··· Data excerpts ···
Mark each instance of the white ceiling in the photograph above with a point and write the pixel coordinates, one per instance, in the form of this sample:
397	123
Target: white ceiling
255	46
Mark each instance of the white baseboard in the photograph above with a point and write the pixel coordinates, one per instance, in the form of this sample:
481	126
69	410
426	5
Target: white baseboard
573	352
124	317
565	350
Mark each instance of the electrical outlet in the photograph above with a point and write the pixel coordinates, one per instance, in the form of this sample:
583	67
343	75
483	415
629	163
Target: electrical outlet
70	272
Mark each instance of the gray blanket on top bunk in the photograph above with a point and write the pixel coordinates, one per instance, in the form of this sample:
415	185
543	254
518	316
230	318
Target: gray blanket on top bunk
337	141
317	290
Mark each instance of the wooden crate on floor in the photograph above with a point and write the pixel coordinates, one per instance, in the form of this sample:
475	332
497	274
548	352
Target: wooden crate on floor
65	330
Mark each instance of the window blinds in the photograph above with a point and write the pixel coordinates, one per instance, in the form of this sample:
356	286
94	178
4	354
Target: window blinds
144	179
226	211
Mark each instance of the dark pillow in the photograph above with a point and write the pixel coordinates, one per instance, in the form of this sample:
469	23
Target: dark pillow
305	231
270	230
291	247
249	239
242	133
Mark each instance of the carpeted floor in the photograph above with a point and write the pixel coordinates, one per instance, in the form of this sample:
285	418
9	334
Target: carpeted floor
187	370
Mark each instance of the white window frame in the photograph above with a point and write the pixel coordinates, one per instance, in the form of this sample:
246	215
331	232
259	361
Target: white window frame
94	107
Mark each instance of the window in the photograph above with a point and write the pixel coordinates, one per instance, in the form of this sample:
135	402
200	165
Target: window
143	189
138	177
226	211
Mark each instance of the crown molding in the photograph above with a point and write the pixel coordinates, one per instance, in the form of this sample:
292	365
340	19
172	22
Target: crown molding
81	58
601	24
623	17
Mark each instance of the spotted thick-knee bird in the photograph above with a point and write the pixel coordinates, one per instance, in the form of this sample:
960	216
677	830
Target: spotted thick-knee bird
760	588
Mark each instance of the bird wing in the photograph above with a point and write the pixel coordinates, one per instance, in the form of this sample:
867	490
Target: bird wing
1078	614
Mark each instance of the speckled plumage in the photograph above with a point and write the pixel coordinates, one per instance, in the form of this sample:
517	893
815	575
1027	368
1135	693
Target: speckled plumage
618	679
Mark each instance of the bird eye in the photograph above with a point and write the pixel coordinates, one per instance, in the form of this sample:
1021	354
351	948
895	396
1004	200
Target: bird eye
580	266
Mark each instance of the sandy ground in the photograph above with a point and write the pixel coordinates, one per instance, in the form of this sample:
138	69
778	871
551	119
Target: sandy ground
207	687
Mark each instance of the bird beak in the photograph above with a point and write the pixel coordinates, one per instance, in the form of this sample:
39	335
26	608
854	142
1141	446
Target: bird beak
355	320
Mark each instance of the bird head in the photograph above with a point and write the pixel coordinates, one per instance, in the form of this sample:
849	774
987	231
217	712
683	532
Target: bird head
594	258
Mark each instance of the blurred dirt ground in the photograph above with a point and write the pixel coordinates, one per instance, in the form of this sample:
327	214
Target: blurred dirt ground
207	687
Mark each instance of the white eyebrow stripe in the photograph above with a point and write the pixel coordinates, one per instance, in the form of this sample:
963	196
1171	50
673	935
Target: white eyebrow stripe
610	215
···
## [Task to carry out]
Set down every entry exactly as it appears.

## [Result]
Mark each instance of the white ceiling in the photograph above with a point and write the pixel coordinates, one per instance, in the form of this sample:
397	123
Target: white ceiling
255	46
Mark each instance of the white baseboard in the photograph above with a point and write the pixel coordinates, one per instance, in the form of this sample:
481	126
69	410
426	5
Target: white baseboard
573	352
124	317
565	350
Mark each instance of the electrical outlet in the photograph above with a point and write the pixel coordinates, one per instance, in the form of this sample:
583	67
343	75
483	415
629	163
Target: electrical outlet
70	272
Mark each instance of the gray blanket on top bunk in the photograph above with a point and write the pixel coordinates, one per instance, in the form of this sample:
415	185
543	254
518	316
230	318
Target: gray blanket on top bunk
337	141
317	290
Mark each instance of the wooden crate on floor in the photograph above with a point and write the pixel coordinates, one per instance, in the form of this sample:
475	332
497	274
548	352
Target: wooden crate on floor
65	330
Mark each instance of the window blinds in the photograph above with a point and write the pixel coordinates, one per instance, in the form of this sample:
356	286
94	178
4	354
Target: window blinds
144	179
226	211
Mark each instance of the dark pillow in the photograph above with a point and write the pixel coordinates, one per instance, in the form of this sample:
469	23
Target: dark pillow
305	231
270	230
291	247
249	239
242	133
Mark each instance of the carpeted floor in the photograph above with a point and write the pixel coordinates, one per instance, in the form of this sample:
285	418
9	334
Target: carpeted floor
187	370
Mark each instance of the white window frame in the photograph above with a point and write the pixel coordinates, one per instance, in the form of this sample:
246	215
331	232
259	361
Target: white window frame
94	107
Mark each instance of the window in the photograph above with a point and write the pixel coordinates, one per instance, in the form of this sample:
135	402
200	165
Target: window
143	189
138	177
226	211
Mark each instance of the crown molding in the photograph above with a point and write the pixel coordinates, one per instance, in the form of this sample:
292	365
340	19
172	22
Target: crown molding
81	58
601	24
623	17
Mark each instance of the spotted thick-knee bird in the photograph above with a point and write the pixel coordinates, one per instance, in the form of this sample:
960	216
677	830
Target: spotted thick-knee bird
760	588
Mark each instance of the bird wing in the photograph above with a point and write the pixel coordinates, one per instance, in the form of this sample:
867	490
Target: bird wing
1078	614
Mark each instance of the speckled plumage in the photograph above with a point and write the pixel coordinates, one per instance, in the form of this sample:
517	893
815	575
1027	368
1135	693
Target: speckled plumage
618	679
Mark each instance of the bird eye in the photograph above with a point and write the pixel coordinates, one per instance, in the form of this sample:
1021	354
351	948
895	396
1004	200
Target: bird eye
580	266
Mark each instance of the sandy ground in the photograph above with a point and write the pixel coordinates, one per instance, in the form of this sample:
138	69
778	871
551	119
Target: sandy ground
207	687
Mark each instance of the bird beak in the photograph above with a point and write the pixel coordinates, one per instance, in the form of this sample:
39	335
26	608
854	142
1141	446
Target: bird beak
355	320
Mark each instance of the bird head in the photograph above with a point and write the pixel coordinates, one per instance, in the form of this sample:
849	774
987	231
217	712
683	532
Target: bird head
594	258
Mark each instance of the blurred dirt ground in the photograph above with a point and write the pixel coordinates, one per instance, in the form of this sample:
327	214
Target: blurred dirt ground
207	687
Mark each instance of the white eyebrow stripe in the photograph above with a point and write the pixel coordinates, one per instance, in the form of this sample:
963	196
1171	50
673	935
Target: white eyebrow stripe
610	215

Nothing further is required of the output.